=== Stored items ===

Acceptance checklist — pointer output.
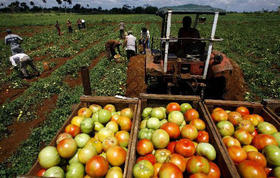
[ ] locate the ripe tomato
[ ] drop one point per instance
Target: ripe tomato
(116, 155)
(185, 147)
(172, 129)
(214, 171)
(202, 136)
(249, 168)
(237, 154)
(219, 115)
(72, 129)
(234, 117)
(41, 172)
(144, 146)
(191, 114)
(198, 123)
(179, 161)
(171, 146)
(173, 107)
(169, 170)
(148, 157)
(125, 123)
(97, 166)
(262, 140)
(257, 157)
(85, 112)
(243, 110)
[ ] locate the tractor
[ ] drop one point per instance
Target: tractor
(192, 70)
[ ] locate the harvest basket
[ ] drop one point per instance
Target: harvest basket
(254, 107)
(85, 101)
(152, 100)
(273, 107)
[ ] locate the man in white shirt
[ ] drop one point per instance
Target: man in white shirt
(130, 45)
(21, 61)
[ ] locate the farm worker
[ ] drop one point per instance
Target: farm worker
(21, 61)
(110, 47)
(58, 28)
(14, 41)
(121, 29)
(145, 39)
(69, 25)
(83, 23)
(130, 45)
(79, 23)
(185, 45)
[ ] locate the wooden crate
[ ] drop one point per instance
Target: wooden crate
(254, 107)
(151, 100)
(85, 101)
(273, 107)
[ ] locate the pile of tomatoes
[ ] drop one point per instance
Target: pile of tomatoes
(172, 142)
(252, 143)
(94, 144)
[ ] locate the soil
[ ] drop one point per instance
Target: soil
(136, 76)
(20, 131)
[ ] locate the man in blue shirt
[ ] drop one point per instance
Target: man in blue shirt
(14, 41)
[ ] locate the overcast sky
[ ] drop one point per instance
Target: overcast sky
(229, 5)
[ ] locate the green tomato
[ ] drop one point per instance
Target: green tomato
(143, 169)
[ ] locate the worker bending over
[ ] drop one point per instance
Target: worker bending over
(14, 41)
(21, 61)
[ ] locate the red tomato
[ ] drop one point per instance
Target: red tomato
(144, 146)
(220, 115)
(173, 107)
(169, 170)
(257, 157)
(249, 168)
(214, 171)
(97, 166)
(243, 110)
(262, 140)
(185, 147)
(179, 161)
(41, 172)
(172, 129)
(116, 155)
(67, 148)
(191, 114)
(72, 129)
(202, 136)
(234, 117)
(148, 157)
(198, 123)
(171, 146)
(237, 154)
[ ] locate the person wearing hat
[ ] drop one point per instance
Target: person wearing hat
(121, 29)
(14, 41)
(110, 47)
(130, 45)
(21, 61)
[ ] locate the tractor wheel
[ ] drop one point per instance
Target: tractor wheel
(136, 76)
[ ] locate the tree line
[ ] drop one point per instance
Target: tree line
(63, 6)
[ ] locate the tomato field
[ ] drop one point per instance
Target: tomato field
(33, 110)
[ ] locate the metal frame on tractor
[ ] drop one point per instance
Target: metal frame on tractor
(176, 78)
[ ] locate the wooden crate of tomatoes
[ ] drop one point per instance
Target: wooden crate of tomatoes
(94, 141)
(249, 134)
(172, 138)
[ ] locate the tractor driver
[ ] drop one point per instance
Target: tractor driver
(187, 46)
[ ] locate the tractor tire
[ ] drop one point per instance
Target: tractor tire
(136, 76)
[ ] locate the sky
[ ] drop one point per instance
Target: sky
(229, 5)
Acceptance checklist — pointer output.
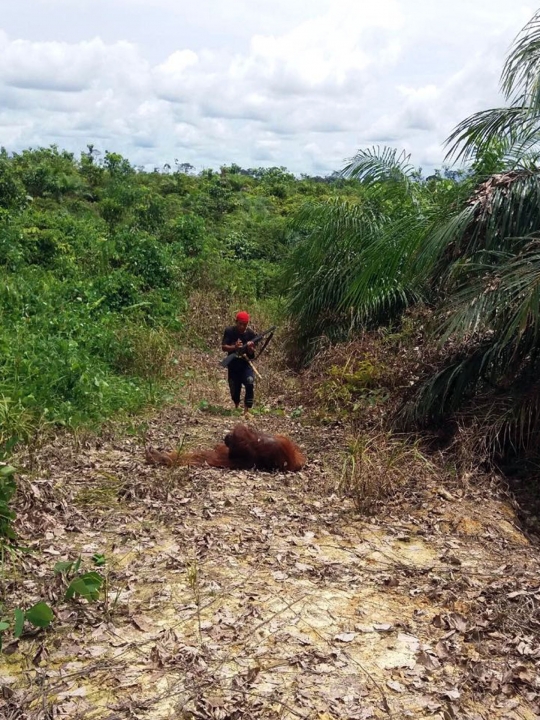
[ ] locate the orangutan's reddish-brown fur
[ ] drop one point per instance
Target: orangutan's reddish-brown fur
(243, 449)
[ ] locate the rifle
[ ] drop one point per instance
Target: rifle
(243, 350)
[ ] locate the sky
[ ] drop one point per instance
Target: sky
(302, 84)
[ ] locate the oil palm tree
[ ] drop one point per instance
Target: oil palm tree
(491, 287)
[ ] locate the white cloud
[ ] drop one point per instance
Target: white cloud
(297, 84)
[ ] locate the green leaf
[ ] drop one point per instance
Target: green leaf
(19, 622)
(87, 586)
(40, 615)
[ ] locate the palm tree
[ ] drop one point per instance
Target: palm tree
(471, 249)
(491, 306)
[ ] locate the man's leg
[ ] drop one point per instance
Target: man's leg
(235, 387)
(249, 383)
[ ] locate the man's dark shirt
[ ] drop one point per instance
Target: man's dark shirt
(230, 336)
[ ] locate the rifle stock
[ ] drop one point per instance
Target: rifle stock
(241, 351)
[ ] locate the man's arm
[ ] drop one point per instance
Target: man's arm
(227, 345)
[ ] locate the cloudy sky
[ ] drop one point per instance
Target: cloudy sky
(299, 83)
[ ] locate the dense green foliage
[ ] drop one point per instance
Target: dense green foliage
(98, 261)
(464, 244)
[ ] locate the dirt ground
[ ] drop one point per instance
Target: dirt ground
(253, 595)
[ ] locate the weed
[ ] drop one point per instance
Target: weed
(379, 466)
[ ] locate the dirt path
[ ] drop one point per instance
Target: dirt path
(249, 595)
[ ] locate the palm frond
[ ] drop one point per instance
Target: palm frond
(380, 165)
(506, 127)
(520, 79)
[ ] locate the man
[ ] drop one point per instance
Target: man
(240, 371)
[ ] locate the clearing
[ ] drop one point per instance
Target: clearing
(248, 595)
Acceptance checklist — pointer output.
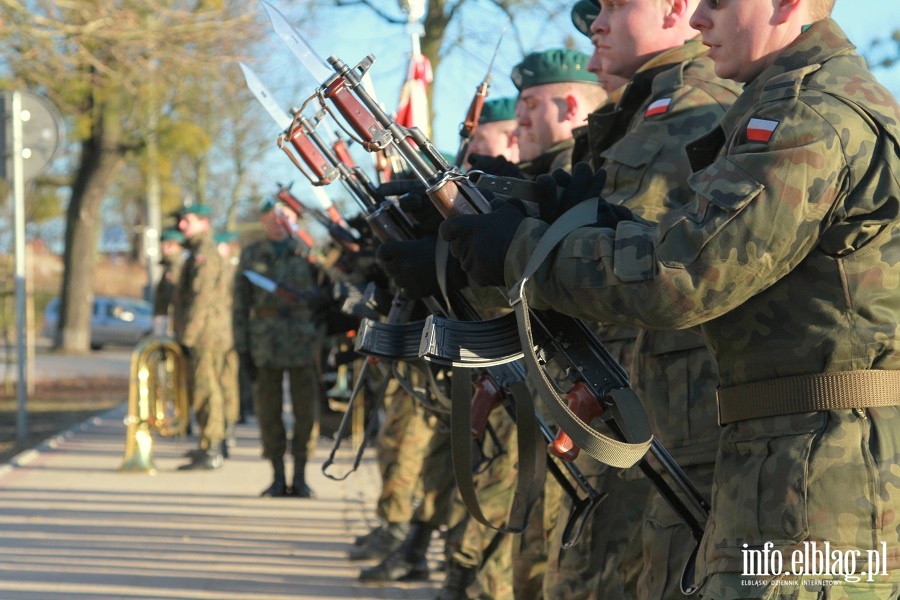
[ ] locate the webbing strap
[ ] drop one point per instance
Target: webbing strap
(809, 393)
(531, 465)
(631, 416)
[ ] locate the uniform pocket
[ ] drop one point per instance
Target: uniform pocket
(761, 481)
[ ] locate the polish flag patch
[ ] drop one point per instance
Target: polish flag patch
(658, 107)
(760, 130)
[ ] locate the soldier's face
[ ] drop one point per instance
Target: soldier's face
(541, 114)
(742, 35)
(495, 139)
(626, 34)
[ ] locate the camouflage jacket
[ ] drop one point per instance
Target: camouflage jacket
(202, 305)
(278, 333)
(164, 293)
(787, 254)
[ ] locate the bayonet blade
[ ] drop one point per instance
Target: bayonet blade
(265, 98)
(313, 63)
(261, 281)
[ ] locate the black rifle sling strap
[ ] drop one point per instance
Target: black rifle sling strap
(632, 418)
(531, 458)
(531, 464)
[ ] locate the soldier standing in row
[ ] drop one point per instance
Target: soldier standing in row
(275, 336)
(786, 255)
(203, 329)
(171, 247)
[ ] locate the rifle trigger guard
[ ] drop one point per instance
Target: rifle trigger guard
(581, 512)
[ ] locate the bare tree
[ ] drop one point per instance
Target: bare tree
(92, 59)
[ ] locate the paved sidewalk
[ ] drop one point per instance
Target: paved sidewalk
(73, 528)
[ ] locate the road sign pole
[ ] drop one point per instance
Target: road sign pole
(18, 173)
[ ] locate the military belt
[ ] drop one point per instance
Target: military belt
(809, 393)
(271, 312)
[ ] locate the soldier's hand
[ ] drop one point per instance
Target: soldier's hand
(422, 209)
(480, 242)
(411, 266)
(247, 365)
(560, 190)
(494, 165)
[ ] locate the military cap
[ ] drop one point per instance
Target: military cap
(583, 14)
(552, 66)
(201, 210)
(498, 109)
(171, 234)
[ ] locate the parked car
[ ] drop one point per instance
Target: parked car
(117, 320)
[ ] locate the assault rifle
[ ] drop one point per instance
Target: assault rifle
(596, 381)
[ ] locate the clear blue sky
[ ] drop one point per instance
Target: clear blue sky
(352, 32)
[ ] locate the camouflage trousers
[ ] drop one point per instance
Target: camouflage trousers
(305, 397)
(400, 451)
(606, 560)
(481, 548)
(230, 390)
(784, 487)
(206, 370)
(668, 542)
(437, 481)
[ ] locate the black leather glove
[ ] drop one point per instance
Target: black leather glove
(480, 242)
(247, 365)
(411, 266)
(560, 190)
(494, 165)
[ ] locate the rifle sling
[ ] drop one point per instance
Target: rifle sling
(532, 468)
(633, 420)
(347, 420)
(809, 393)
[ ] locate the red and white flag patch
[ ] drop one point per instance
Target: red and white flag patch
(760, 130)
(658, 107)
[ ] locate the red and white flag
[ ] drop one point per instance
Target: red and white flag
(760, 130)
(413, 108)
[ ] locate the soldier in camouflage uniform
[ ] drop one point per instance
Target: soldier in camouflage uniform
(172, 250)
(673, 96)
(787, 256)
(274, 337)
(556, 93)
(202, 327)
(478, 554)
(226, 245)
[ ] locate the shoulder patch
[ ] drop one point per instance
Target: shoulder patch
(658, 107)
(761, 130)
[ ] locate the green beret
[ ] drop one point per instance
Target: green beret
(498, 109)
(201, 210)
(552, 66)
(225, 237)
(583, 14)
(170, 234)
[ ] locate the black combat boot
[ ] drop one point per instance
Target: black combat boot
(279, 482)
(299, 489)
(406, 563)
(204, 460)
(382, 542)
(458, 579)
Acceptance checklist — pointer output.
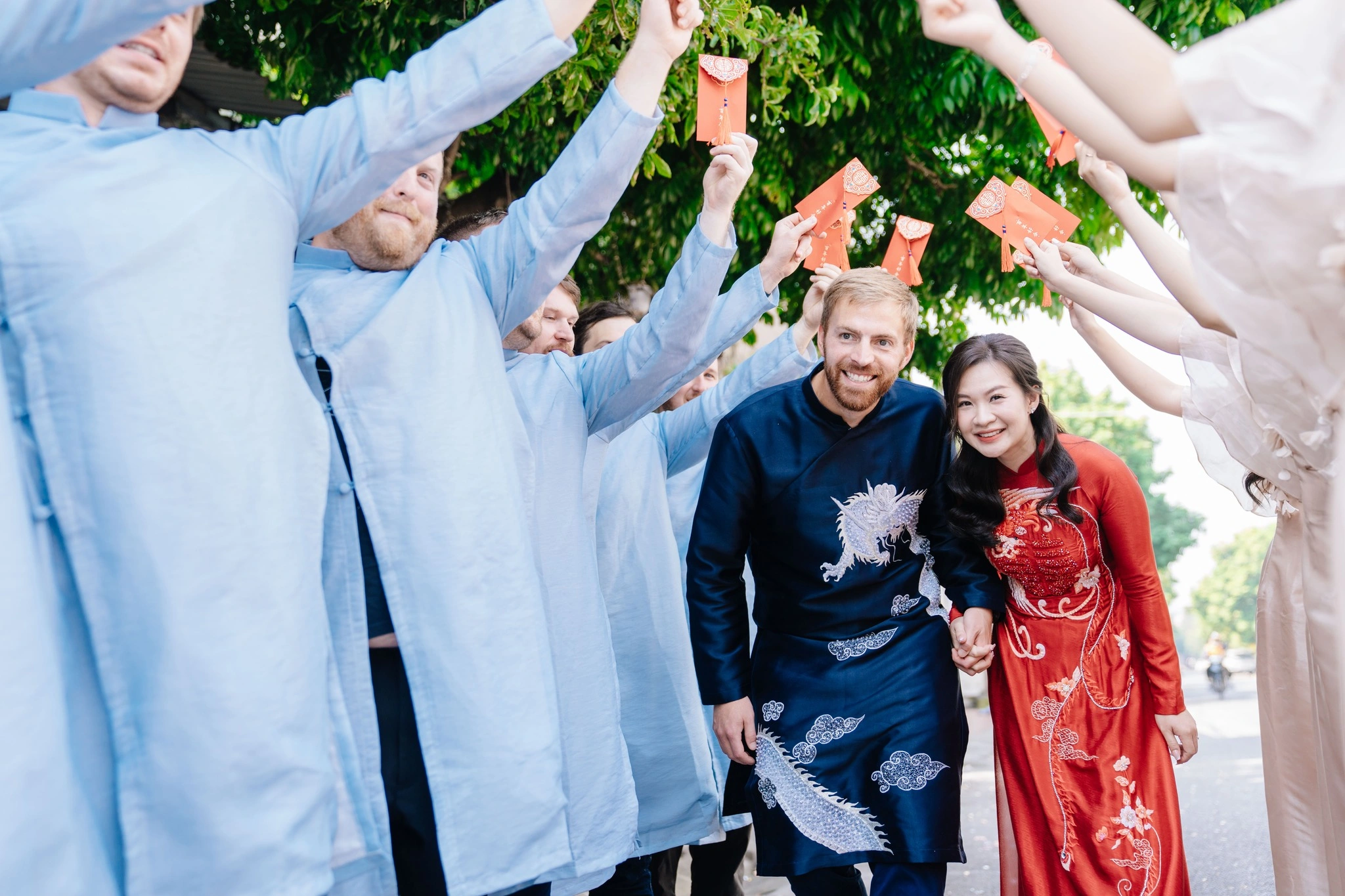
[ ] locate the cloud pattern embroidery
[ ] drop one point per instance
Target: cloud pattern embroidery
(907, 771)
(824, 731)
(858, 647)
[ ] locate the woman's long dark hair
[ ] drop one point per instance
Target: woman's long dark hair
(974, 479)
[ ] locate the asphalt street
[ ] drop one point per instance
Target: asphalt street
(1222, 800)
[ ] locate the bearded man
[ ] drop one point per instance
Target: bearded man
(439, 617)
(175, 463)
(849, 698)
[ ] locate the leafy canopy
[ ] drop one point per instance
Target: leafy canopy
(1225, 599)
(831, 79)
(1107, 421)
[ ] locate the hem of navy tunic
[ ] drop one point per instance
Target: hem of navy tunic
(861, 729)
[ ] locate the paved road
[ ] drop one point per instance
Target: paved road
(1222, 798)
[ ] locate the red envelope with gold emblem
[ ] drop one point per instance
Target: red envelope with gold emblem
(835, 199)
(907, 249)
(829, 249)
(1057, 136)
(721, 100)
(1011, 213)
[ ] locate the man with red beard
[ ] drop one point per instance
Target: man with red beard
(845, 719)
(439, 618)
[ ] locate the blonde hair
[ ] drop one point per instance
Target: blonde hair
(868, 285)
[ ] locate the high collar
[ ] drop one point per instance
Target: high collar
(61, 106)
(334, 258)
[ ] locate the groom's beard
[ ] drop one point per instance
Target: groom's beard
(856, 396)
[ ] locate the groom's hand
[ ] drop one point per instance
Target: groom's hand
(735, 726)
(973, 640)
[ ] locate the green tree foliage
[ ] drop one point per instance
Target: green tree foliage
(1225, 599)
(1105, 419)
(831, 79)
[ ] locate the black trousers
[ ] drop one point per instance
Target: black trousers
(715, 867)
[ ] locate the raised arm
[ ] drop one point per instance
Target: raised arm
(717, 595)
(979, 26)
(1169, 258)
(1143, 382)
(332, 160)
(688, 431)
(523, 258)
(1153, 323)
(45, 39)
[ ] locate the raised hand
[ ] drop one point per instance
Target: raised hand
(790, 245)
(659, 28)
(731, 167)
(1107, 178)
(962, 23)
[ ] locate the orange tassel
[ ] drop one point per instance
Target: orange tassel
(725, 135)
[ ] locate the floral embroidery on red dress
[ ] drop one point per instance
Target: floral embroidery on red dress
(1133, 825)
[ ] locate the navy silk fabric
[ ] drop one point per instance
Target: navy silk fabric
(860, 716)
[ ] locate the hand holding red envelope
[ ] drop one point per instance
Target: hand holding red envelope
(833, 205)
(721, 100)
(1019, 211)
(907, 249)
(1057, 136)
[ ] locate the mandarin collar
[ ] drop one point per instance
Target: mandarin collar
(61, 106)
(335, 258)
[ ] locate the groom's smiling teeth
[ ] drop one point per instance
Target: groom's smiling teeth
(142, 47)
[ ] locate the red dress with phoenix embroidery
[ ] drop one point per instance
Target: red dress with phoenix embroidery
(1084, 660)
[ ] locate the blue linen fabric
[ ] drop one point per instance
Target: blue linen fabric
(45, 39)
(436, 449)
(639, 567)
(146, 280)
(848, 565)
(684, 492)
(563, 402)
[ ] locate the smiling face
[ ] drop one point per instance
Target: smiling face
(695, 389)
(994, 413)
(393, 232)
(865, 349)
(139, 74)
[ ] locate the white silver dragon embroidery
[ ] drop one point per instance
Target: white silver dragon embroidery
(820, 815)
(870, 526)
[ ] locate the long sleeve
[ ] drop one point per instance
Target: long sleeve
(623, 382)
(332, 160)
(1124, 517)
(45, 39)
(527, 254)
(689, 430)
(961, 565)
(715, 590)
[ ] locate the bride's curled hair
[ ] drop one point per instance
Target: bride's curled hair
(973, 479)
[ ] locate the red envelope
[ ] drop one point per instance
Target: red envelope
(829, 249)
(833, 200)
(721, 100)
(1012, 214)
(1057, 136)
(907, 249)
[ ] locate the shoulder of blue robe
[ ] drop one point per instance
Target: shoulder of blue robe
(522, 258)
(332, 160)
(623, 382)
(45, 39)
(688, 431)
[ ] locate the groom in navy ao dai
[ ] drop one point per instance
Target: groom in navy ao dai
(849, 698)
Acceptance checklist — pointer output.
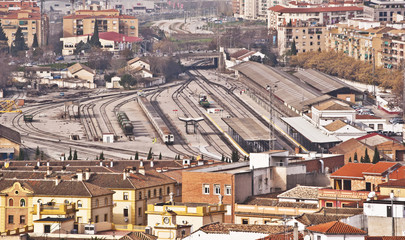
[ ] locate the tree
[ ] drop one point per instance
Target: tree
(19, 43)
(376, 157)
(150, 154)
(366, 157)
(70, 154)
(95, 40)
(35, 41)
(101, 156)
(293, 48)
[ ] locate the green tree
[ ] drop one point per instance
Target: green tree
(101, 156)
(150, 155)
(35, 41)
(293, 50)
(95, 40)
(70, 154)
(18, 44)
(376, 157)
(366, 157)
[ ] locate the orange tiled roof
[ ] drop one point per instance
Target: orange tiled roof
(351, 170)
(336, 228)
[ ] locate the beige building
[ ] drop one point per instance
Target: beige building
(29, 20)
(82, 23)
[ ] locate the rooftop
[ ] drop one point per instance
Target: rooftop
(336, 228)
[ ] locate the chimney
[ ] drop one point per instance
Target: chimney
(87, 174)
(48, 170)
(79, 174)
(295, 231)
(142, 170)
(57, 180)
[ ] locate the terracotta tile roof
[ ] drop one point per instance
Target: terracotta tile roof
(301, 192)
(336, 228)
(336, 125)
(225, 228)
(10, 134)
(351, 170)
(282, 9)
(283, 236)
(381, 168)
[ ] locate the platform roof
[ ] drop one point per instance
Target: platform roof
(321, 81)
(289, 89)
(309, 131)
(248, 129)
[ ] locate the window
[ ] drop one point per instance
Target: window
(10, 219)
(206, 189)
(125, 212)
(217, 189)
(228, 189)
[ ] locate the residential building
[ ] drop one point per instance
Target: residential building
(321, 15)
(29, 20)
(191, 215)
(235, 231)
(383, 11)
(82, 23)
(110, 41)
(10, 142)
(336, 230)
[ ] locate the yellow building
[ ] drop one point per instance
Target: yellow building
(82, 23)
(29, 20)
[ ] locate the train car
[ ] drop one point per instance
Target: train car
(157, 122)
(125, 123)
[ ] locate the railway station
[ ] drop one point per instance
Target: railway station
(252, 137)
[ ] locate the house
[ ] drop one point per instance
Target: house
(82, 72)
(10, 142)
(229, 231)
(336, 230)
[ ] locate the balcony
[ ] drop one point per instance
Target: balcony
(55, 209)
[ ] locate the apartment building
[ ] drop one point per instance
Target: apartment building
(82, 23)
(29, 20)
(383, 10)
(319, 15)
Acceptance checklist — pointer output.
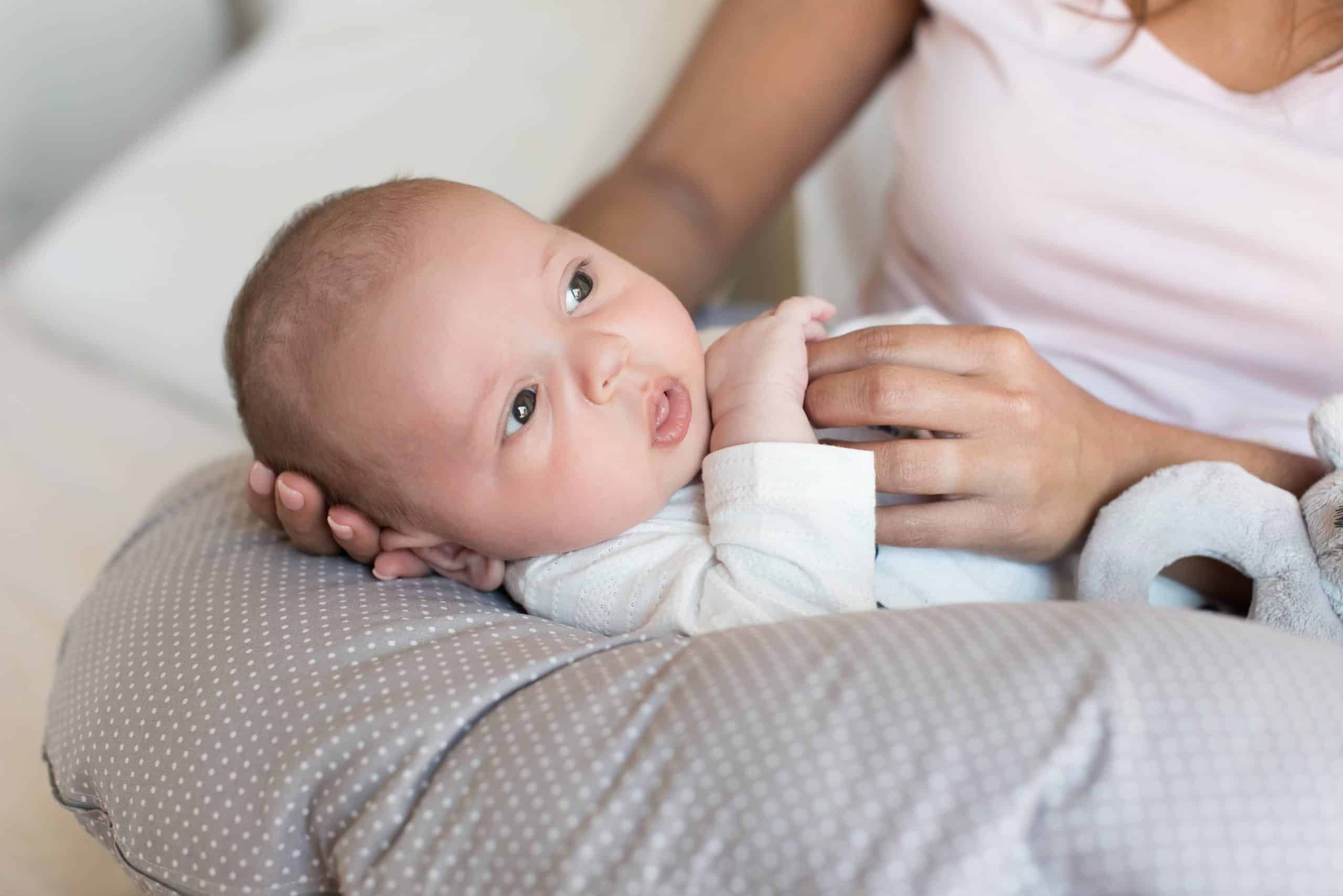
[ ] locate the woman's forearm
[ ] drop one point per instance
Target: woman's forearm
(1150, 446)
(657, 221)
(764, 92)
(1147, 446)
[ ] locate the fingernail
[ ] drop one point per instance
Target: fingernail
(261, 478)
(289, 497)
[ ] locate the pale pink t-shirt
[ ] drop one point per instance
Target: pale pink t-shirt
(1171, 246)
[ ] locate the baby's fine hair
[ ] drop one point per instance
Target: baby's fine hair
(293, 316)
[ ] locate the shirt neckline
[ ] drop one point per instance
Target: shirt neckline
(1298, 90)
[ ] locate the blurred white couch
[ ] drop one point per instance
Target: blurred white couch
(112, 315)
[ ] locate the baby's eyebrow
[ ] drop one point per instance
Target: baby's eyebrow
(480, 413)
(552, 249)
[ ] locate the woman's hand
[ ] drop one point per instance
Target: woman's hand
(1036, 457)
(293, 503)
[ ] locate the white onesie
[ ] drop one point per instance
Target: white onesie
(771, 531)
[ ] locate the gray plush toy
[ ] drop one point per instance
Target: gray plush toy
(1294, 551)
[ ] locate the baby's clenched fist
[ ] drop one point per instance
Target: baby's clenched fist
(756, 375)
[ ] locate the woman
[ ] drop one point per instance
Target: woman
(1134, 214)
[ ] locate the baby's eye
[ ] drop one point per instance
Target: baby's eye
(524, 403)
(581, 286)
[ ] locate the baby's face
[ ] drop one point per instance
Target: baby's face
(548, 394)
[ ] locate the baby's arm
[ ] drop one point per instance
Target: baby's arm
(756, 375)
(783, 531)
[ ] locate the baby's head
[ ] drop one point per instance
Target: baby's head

=== Problem to solve ===
Starting at the line that contains "[ ] locate the gray plush toy", print every line through the end of the listing, word for word. Leave out all the rest.

=== The completed task ===
[ ] locate the gray plush toy
[ ] drop one point per instance
Target: gray plush toy
(1294, 551)
[ ] locate the baby's clenched fist
[ ] drop one point per instance
Target: baby's clenched fist
(756, 375)
[ ] locate the woman
[ ] drop one point per instance
Target: woman
(1134, 214)
[ ] locate the baby's eye
[ ] drop one point per instance
Target: baby's eye
(524, 403)
(581, 286)
[ ] locate the baby's face
[ ] drop one point per instance
Target: baby's face
(548, 394)
[ ] locate the baby's arm
[ ] drop one point per instance
Target: baby's arm
(756, 375)
(783, 531)
[ ] locate the baby's head
[ ] drop one point per instance
Target: baby's head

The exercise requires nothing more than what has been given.